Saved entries
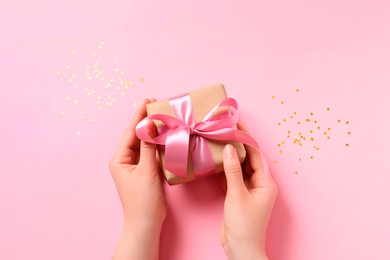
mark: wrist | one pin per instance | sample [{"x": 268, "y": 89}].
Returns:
[
  {"x": 140, "y": 239},
  {"x": 246, "y": 252}
]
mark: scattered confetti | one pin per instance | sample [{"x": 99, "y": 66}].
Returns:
[
  {"x": 301, "y": 131},
  {"x": 95, "y": 89}
]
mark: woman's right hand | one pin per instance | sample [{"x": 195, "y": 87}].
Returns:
[{"x": 248, "y": 205}]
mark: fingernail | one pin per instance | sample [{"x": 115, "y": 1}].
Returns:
[
  {"x": 265, "y": 164},
  {"x": 229, "y": 151}
]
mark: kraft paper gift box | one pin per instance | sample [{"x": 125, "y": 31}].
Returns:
[{"x": 201, "y": 102}]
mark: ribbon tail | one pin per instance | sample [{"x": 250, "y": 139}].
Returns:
[
  {"x": 231, "y": 134},
  {"x": 176, "y": 151}
]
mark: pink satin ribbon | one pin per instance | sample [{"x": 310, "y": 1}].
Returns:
[{"x": 181, "y": 135}]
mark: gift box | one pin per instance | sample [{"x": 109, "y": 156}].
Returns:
[{"x": 192, "y": 131}]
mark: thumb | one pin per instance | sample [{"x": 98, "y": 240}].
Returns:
[
  {"x": 233, "y": 172},
  {"x": 148, "y": 150}
]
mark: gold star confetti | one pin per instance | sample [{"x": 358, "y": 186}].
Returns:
[
  {"x": 97, "y": 79},
  {"x": 303, "y": 133}
]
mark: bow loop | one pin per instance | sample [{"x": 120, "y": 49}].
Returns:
[{"x": 182, "y": 137}]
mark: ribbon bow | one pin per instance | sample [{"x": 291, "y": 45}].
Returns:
[{"x": 181, "y": 135}]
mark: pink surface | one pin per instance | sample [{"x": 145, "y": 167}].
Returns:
[{"x": 57, "y": 199}]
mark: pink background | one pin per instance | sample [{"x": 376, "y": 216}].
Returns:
[{"x": 57, "y": 198}]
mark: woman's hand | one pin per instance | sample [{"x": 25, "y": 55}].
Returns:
[
  {"x": 248, "y": 205},
  {"x": 135, "y": 171}
]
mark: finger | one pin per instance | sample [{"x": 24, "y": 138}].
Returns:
[
  {"x": 128, "y": 148},
  {"x": 253, "y": 155},
  {"x": 261, "y": 178},
  {"x": 148, "y": 150},
  {"x": 222, "y": 181},
  {"x": 233, "y": 172}
]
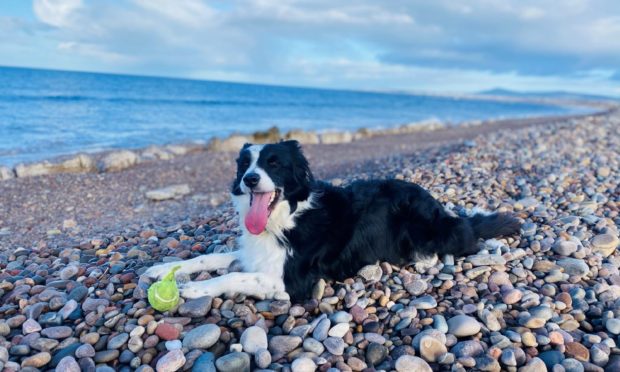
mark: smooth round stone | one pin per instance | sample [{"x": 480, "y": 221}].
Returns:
[
  {"x": 37, "y": 360},
  {"x": 313, "y": 346},
  {"x": 572, "y": 365},
  {"x": 600, "y": 354},
  {"x": 574, "y": 267},
  {"x": 57, "y": 333},
  {"x": 85, "y": 351},
  {"x": 30, "y": 326},
  {"x": 551, "y": 358},
  {"x": 205, "y": 363},
  {"x": 202, "y": 337},
  {"x": 253, "y": 339},
  {"x": 465, "y": 349},
  {"x": 280, "y": 345},
  {"x": 613, "y": 326},
  {"x": 339, "y": 330},
  {"x": 262, "y": 358},
  {"x": 463, "y": 326},
  {"x": 543, "y": 312},
  {"x": 334, "y": 345},
  {"x": 512, "y": 296},
  {"x": 606, "y": 244},
  {"x": 105, "y": 356},
  {"x": 303, "y": 365},
  {"x": 371, "y": 273},
  {"x": 69, "y": 272},
  {"x": 341, "y": 317},
  {"x": 428, "y": 332},
  {"x": 565, "y": 248},
  {"x": 424, "y": 303},
  {"x": 68, "y": 364},
  {"x": 196, "y": 308},
  {"x": 118, "y": 341},
  {"x": 431, "y": 348},
  {"x": 233, "y": 362},
  {"x": 374, "y": 337},
  {"x": 417, "y": 287},
  {"x": 172, "y": 361},
  {"x": 321, "y": 331},
  {"x": 375, "y": 353},
  {"x": 408, "y": 363},
  {"x": 173, "y": 345},
  {"x": 534, "y": 365}
]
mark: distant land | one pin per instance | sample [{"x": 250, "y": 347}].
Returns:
[{"x": 550, "y": 94}]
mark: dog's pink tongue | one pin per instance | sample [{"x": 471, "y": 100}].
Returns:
[{"x": 256, "y": 219}]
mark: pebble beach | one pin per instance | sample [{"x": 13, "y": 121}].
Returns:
[{"x": 72, "y": 248}]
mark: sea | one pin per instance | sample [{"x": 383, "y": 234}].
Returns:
[{"x": 45, "y": 114}]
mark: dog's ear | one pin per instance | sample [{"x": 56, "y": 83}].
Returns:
[{"x": 291, "y": 144}]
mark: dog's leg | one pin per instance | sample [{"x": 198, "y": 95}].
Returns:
[
  {"x": 258, "y": 285},
  {"x": 207, "y": 262}
]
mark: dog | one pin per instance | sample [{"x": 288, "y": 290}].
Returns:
[{"x": 296, "y": 230}]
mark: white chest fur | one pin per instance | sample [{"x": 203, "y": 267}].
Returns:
[
  {"x": 267, "y": 252},
  {"x": 262, "y": 253}
]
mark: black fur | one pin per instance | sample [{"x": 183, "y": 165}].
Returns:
[{"x": 365, "y": 222}]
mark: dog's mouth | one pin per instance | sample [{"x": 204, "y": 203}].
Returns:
[{"x": 261, "y": 205}]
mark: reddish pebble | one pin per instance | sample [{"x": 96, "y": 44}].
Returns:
[
  {"x": 167, "y": 332},
  {"x": 556, "y": 338},
  {"x": 578, "y": 351}
]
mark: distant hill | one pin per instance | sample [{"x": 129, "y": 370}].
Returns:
[{"x": 551, "y": 94}]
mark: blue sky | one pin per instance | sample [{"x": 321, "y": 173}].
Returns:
[{"x": 428, "y": 46}]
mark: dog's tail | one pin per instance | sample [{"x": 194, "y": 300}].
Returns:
[{"x": 487, "y": 226}]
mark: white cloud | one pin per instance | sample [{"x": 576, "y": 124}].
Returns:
[
  {"x": 56, "y": 13},
  {"x": 523, "y": 44}
]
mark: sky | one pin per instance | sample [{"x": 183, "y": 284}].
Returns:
[{"x": 442, "y": 46}]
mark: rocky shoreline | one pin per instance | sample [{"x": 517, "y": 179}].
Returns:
[
  {"x": 547, "y": 299},
  {"x": 117, "y": 160}
]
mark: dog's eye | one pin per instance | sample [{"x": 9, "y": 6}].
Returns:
[
  {"x": 273, "y": 162},
  {"x": 243, "y": 162}
]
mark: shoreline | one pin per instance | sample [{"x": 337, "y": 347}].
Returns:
[
  {"x": 118, "y": 159},
  {"x": 75, "y": 245},
  {"x": 67, "y": 205}
]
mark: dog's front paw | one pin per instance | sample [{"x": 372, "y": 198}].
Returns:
[
  {"x": 193, "y": 290},
  {"x": 159, "y": 271}
]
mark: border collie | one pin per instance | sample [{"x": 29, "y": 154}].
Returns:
[{"x": 296, "y": 230}]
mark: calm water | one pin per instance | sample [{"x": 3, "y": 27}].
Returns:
[{"x": 49, "y": 113}]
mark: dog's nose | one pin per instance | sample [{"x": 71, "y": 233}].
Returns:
[{"x": 251, "y": 179}]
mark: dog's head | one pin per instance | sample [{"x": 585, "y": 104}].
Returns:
[{"x": 271, "y": 180}]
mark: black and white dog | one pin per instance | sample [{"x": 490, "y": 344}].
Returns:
[{"x": 297, "y": 230}]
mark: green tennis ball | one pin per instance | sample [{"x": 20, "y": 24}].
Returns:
[{"x": 164, "y": 294}]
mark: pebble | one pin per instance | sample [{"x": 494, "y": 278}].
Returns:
[
  {"x": 334, "y": 345},
  {"x": 463, "y": 326},
  {"x": 68, "y": 364},
  {"x": 431, "y": 348},
  {"x": 37, "y": 360},
  {"x": 254, "y": 339},
  {"x": 202, "y": 337},
  {"x": 196, "y": 308},
  {"x": 424, "y": 303},
  {"x": 409, "y": 363},
  {"x": 371, "y": 273},
  {"x": 171, "y": 361},
  {"x": 262, "y": 358},
  {"x": 233, "y": 362},
  {"x": 375, "y": 354},
  {"x": 281, "y": 345},
  {"x": 303, "y": 365},
  {"x": 548, "y": 295},
  {"x": 205, "y": 363}
]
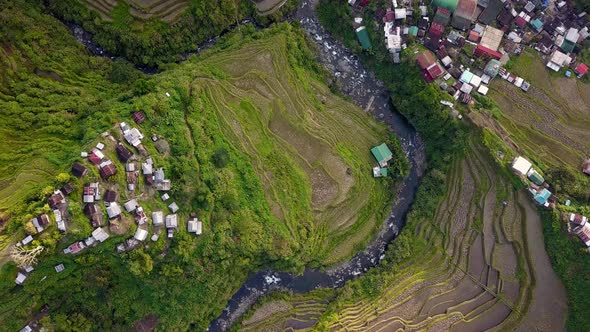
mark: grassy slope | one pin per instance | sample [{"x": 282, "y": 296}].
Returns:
[
  {"x": 208, "y": 102},
  {"x": 434, "y": 272},
  {"x": 559, "y": 162},
  {"x": 153, "y": 41}
]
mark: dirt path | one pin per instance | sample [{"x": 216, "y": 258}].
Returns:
[{"x": 548, "y": 307}]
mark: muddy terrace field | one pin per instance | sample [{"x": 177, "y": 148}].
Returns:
[
  {"x": 485, "y": 268},
  {"x": 551, "y": 121},
  {"x": 309, "y": 148}
]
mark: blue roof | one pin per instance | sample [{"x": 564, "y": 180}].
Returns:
[
  {"x": 466, "y": 77},
  {"x": 537, "y": 24},
  {"x": 542, "y": 196}
]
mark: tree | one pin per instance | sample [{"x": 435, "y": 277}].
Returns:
[
  {"x": 221, "y": 158},
  {"x": 62, "y": 177},
  {"x": 25, "y": 257}
]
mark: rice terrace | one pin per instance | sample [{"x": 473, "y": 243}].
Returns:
[{"x": 294, "y": 165}]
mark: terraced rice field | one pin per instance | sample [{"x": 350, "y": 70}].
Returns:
[
  {"x": 551, "y": 120},
  {"x": 166, "y": 10},
  {"x": 310, "y": 149},
  {"x": 298, "y": 312},
  {"x": 486, "y": 267},
  {"x": 267, "y": 7}
]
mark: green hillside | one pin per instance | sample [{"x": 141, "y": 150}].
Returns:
[{"x": 276, "y": 166}]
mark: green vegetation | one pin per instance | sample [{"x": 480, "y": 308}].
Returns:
[
  {"x": 570, "y": 262},
  {"x": 276, "y": 167},
  {"x": 169, "y": 29}
]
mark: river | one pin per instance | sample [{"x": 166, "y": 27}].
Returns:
[{"x": 367, "y": 92}]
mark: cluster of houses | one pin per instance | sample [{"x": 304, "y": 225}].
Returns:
[
  {"x": 383, "y": 155},
  {"x": 96, "y": 191},
  {"x": 464, "y": 33},
  {"x": 537, "y": 186},
  {"x": 578, "y": 224}
]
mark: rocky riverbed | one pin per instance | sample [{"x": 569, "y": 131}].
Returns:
[{"x": 370, "y": 94}]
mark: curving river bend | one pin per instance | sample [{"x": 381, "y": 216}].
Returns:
[{"x": 368, "y": 93}]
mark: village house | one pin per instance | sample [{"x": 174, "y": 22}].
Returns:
[
  {"x": 140, "y": 234},
  {"x": 157, "y": 218},
  {"x": 541, "y": 196},
  {"x": 89, "y": 193},
  {"x": 382, "y": 154},
  {"x": 123, "y": 153},
  {"x": 67, "y": 189},
  {"x": 110, "y": 196},
  {"x": 521, "y": 166},
  {"x": 95, "y": 156},
  {"x": 113, "y": 210},
  {"x": 131, "y": 205},
  {"x": 133, "y": 136},
  {"x": 171, "y": 224},
  {"x": 581, "y": 227},
  {"x": 28, "y": 239},
  {"x": 107, "y": 169},
  {"x": 581, "y": 70},
  {"x": 379, "y": 172},
  {"x": 138, "y": 117},
  {"x": 56, "y": 200},
  {"x": 195, "y": 226},
  {"x": 464, "y": 14},
  {"x": 94, "y": 213},
  {"x": 489, "y": 43},
  {"x": 140, "y": 216},
  {"x": 100, "y": 235},
  {"x": 79, "y": 170},
  {"x": 160, "y": 182},
  {"x": 40, "y": 222},
  {"x": 61, "y": 224},
  {"x": 131, "y": 178},
  {"x": 586, "y": 167},
  {"x": 75, "y": 248},
  {"x": 173, "y": 207},
  {"x": 558, "y": 60},
  {"x": 20, "y": 278},
  {"x": 363, "y": 36}
]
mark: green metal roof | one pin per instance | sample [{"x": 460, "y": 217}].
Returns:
[
  {"x": 537, "y": 24},
  {"x": 381, "y": 152},
  {"x": 448, "y": 4},
  {"x": 536, "y": 178},
  {"x": 466, "y": 77},
  {"x": 492, "y": 68},
  {"x": 567, "y": 46},
  {"x": 542, "y": 196},
  {"x": 363, "y": 36}
]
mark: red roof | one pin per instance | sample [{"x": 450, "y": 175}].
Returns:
[
  {"x": 425, "y": 59},
  {"x": 433, "y": 72},
  {"x": 481, "y": 50},
  {"x": 436, "y": 29},
  {"x": 581, "y": 69},
  {"x": 389, "y": 16},
  {"x": 443, "y": 11},
  {"x": 521, "y": 22},
  {"x": 94, "y": 159}
]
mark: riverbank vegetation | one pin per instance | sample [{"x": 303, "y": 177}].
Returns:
[
  {"x": 470, "y": 256},
  {"x": 276, "y": 166},
  {"x": 161, "y": 31}
]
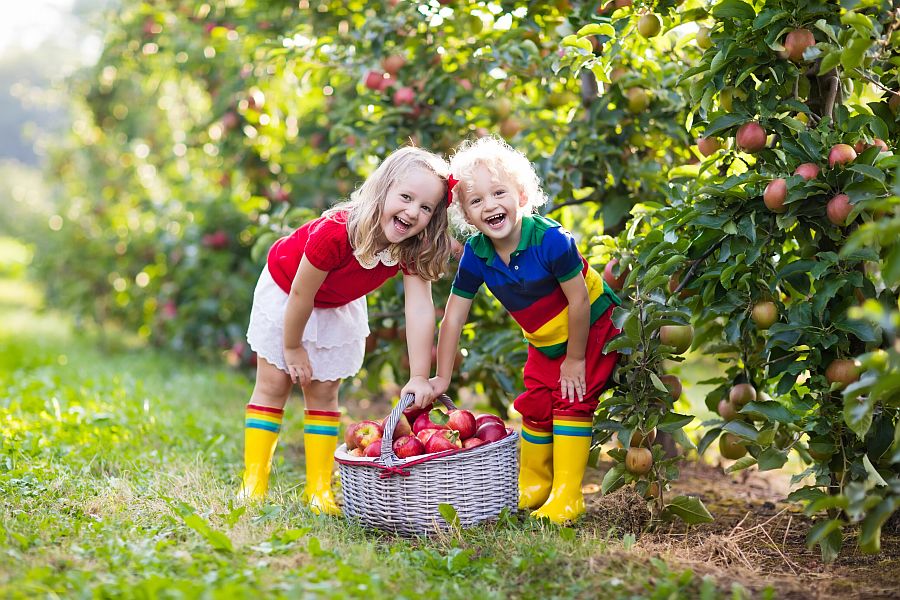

**About this exercise**
Reproduce the records word for word, please, from their first line up to and including the line that contains "mark: pink satin", but no pictures.

**Solution**
mark: wrist | one pin per instance | sample [{"x": 268, "y": 89}].
Returns:
[
  {"x": 140, "y": 239},
  {"x": 246, "y": 252}
]
mark: scattered confetti | one pin per instance | sample [{"x": 99, "y": 66}].
Returns:
[
  {"x": 301, "y": 131},
  {"x": 95, "y": 89}
]
mark: woman's right hand | one pin per instance | sample [{"x": 195, "y": 87}].
Returns:
[{"x": 248, "y": 205}]
mark: fingernail | one pin per instance | sample [{"x": 115, "y": 1}].
Returns:
[
  {"x": 265, "y": 164},
  {"x": 229, "y": 151}
]
mark: kraft paper gift box | one pin per instance | sample [{"x": 125, "y": 31}].
Returns:
[{"x": 201, "y": 102}]
mark: ribbon tail | one pin per instance | sample [{"x": 250, "y": 139}].
Returns:
[
  {"x": 231, "y": 134},
  {"x": 176, "y": 151}
]
mark: pink satin ribbon | one pin per instance | sample [{"x": 310, "y": 1}].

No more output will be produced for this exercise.